然後,獨奏者Aubier就和指揮布藍傑先生攜手登場。托馬西的這首小號協奏曲最有趣的地方,就是一直要更換不同形式的弱音器,以製造不同的音色變化,所以在指揮台的前方特別架了一個小檯子,供獨奏者放置不同的弱音器。在Aubier再次和樂團對完音準後,樂曲開始。這首是小號大師安德烈(Maurice Andre)招牌樂曲之一的協奏曲,對於身為弟子的Aubier來說,他的演出也毫不遜於乃師。這些年來,其實我也聽過不少小號演奏家的音樂會,但卻很少聽到像Aubier那樣結實、強勁的聲音,而且傳到耳中的聲音並不會有任何振動不完全、類似簧片樂器那樣「竹片太厚」的雜音。而且時而豪放、時而溫柔婉約的多種表現變化,真的讓人覺得他的演奏已經超越了普通小號的領域,而到達了完全不一樣的境界(就像安德烈大師一樣---有時候真的會懷疑他是不是真的拿小號在演奏)。而伴奏的禁衛軍管樂團也很令人驚訝,他們並沒有像一般的管樂團一樣刪減伴奏的人數,一樣是照平常的編制來演奏,而且在獨奏樂器吹奏弱奏的時候,還是可以維持清楚的伴奏樂聲而不將獨奏者的樂句蓋掉,這也可說是禁衛軍管樂團的絕技吧。

● 所附條目:

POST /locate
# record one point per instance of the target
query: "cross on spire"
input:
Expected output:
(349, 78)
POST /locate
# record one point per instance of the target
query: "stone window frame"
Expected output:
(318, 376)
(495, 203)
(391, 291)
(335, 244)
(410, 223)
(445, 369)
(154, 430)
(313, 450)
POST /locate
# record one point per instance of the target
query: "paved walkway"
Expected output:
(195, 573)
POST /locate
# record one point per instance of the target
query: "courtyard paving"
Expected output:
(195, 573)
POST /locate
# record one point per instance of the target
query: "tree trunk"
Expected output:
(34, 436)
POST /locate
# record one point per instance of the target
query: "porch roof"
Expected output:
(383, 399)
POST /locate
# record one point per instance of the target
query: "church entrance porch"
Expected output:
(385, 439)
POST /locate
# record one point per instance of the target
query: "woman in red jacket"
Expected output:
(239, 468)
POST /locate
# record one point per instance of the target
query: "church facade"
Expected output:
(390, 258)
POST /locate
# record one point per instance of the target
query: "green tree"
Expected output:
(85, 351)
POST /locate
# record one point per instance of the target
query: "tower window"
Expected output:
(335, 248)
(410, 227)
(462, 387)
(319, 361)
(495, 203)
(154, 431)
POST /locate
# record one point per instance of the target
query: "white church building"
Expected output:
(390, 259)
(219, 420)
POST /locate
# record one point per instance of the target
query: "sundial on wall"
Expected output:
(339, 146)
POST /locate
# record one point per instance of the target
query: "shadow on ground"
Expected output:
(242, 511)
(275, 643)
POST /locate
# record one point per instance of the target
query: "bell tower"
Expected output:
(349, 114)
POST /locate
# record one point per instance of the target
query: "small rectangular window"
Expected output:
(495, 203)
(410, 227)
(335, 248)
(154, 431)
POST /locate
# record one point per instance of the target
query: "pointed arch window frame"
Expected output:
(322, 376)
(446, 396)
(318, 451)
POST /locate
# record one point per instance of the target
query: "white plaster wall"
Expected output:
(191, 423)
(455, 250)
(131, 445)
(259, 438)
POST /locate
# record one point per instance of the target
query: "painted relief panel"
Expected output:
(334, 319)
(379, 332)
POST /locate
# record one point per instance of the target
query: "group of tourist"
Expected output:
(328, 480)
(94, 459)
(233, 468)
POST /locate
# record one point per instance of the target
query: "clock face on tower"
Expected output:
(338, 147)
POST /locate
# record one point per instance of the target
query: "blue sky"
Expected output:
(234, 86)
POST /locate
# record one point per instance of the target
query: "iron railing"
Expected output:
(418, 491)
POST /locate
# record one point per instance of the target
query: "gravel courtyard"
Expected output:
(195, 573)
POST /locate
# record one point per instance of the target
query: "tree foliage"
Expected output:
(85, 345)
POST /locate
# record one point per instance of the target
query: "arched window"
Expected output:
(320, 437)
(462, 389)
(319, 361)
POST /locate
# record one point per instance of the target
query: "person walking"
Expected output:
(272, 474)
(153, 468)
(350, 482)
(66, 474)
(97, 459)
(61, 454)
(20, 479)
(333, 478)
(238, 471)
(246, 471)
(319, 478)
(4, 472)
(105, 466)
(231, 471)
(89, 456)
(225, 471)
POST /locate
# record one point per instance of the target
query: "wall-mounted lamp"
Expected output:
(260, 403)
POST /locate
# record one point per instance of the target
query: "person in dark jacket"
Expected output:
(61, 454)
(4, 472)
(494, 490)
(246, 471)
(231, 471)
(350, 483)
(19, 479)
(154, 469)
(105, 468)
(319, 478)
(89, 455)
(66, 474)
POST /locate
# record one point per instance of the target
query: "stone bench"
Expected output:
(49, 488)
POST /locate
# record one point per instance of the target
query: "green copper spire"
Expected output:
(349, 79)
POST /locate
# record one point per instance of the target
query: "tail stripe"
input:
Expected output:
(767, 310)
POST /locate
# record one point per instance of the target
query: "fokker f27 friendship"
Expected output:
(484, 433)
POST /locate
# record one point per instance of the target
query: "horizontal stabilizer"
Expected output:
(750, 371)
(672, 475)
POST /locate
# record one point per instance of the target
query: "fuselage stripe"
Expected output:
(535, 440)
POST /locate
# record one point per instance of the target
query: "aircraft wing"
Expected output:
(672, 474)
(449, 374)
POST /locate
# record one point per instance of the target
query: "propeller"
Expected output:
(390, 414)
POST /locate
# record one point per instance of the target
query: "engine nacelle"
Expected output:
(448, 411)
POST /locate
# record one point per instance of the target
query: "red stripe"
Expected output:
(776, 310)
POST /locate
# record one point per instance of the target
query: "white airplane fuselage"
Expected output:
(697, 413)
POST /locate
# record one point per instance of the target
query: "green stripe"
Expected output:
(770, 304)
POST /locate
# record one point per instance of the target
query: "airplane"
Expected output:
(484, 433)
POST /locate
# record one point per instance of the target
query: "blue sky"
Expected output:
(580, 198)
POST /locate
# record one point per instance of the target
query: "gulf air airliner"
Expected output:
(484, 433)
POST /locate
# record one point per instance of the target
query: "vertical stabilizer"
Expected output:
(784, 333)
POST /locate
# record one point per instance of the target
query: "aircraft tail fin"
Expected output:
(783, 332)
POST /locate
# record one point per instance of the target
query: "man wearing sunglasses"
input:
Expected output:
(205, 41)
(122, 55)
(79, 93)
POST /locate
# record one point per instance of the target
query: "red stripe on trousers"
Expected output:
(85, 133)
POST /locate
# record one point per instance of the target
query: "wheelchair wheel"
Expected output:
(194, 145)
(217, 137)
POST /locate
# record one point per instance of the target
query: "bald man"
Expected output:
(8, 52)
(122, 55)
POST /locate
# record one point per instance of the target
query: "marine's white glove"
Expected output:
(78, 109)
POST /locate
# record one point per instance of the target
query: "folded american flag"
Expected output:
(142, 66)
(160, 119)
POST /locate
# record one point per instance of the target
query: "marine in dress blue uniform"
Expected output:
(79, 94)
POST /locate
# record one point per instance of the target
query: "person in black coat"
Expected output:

● 任務 1:
列出小號協奏曲演出評述中提到名字的所有人物，照原文寫法寫出。
● 任務 2:
請從小號協奏曲演出評述的最後一句之後往下續寫。

● 答案 1:
Aubier、布藍傑、托馬西、安德烈（Maurice Andre）

● 答案 2:
協奏曲演奏結束後,Aubier前後出來謝幕了三次,可惜他並沒有安排安可曲的演奏,就這樣下台了。不過,他倒是在音樂會結束後,有和布蘭傑偷偷合照,並且被主辦單位貼上了部落格:




下半場的第二首樂曲,也是拉威爾著名的樂曲「死公主孔雀舞曲(Pavane pour une infante defunte)」(其實這個A曲目,等於是拉威爾音樂會)。而這首樂曲由於原本的管弦樂版本中僅有兩部法國號的配置(而且還指定是自然法國號,不過他們的演出還是使用正常的法國號),沒有任何其他的銅管樂器,因此禁衛軍的改編版本也忠實地依照原曲的編制,讓其他的銅管樂器下場休息,只留下兩把法國號在舞台上。不過,有一點點可惜的地方就是在開頭的法國號大獨奏中,高音的部分稍微有點頓了一下才上去,證明了再厲害的人也是有會失誤的時候。除此以外,整這樂團表現依舊非常完美,特別是獨奏木管群的齊奏,充分展現了法國管樂的優美音色。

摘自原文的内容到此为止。